- **Задание**
Перепишите целиком фрагмент о подавлении венгерской и германской революций, не меняя в нем ни одного знака.

- **Фрагмент текста**

----

Этот процесс казался трудным, сопровождался гигантскими поражениями. За неслыханным белым террором в Финляндии{102} последовало как раз в отчетном году поражение венгерской революции, которую задушили представители Антанты, по тайному договору с Румынией, обманув свои парламенты.

Это было самое подлое предательство, заговор международной Антанты, чтобы белым террором задушить венгерскую революцию, не говоря уже о том, как они всячески шли на соглашение с германскими соглашателями, чтобы задушить германскую революцию{103}; как эти люди, объявившие Либкнехта честным немцем, как они на этого честного немца бросились, как бешеная собака, вместе с немецкими империалистами. Они превзошли все, что можно было, и всякое такое подавление с их стороны только укрепляло, усиливало нас, подрывало у них почву.

----

- **Исходный материал**
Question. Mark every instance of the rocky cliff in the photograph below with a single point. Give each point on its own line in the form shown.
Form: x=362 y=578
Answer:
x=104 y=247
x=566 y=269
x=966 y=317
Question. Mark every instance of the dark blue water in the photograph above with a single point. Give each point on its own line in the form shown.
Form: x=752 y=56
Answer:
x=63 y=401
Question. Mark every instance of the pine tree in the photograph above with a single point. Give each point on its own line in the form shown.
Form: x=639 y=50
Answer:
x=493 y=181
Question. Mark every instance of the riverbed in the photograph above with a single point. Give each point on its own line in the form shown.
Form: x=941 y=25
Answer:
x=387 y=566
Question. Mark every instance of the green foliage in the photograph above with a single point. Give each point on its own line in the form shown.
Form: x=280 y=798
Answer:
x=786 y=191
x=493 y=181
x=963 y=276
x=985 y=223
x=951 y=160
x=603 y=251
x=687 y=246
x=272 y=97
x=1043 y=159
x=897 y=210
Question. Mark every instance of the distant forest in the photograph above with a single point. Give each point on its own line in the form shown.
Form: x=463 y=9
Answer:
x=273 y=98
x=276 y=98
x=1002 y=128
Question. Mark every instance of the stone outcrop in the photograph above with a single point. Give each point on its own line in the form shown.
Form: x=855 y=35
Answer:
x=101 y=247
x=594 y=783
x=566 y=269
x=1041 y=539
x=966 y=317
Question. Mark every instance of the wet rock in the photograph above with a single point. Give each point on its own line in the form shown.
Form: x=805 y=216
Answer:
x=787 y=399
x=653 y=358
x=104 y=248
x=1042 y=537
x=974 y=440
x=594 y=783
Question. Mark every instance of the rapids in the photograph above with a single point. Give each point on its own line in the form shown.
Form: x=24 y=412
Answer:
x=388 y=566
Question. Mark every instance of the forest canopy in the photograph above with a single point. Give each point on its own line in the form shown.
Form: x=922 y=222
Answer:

----

- **Ответ**
Этот процесс казался трудным, сопровождался гигантскими поражениями. За неслыханным белым террором в Финляндии{102} последовало как раз в отчетном году поражение венгерской революции, которую задушили представители Антанты, по тайному договору с Румынией, обманув свои парламенты.

Это было самое подлое предательство, заговор международной Антанты, чтобы белым террором задушить венгерскую революцию, не говоря уже о том, как они всячески шли на соглашение с германскими соглашателями, чтобы задушить германскую революцию{103}; как эти люди, объявившие Либкнехта честным немцем, как они на этого честного немца бросились, как бешеная собака, вместе с немецкими империалистами. Они превзошли все, что можно было, и всякое такое подавление с их стороны только укрепляло, усиливало нас, подрывало у них почву.